§ **Page text**
#####
Alternatively, you could consider it a simpler [sic] task of re-designing a 433MHz RF pair to handle over 2400 baud.

Are there any other connectors already fitted which have a spare pin which could be used ? Or the signal could perhaps be super-imposed on an existing signal.

At 38400 baud you are looking at a bit time of 26us and that's close to carrier modulation of many IR LED's so that is an option as boriz suggests though does mean drilling a hole to poke that through.

As you are receiving from the box it's probably a simpler proposition than doing it the other way round. It doesn't matter how 'nasty' the signal is coming out as long as it is representative of the data being transmitted. All the effort will be in decoding the signal. I've no idea if a PICAXE could do that or how much additonal electronics you'd need.

Best solution perhaps depends on how many you need to modify. If it's just the one it would probably be easier to modify the case to add a connector. For a few, XBee may be best. It's going to have to be decision based on cost, effort and time spent on R&D.
#####
Bounding box annotation entries:
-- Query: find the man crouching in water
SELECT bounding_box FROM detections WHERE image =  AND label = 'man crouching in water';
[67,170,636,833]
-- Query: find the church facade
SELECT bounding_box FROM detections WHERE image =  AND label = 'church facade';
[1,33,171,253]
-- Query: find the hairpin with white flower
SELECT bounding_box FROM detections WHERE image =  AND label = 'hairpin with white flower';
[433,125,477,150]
#####
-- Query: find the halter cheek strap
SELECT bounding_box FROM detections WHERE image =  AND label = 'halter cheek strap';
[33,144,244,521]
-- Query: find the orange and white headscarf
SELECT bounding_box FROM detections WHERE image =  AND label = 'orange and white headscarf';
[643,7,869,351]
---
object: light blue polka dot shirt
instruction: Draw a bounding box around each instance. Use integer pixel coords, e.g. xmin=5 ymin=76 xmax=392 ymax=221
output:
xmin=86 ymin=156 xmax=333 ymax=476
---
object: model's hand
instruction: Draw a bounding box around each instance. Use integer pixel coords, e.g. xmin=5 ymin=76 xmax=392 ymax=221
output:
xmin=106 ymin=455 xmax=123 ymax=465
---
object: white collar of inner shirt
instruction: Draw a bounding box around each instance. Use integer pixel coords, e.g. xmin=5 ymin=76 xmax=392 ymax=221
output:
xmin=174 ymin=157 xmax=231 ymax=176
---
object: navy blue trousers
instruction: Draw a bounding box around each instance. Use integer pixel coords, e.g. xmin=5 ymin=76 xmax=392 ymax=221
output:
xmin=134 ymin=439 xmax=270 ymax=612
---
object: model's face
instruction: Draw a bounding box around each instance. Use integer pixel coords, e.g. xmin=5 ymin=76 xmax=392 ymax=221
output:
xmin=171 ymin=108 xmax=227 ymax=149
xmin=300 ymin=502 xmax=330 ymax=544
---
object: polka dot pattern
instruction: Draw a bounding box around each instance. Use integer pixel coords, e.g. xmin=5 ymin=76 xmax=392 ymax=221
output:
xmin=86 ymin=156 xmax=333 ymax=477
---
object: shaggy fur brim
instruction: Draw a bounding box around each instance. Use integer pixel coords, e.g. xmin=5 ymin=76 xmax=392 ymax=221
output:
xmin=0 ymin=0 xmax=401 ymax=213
#####
§ **Problem details**
According to the page text, why is IR an option at 38400 baud?

§ **Answer in full**
At 38400 baud the bit time is 26us, which is close to the carrier modulation of many IR LEDs. The drawback is that it means drilling a hole to poke the IR part through.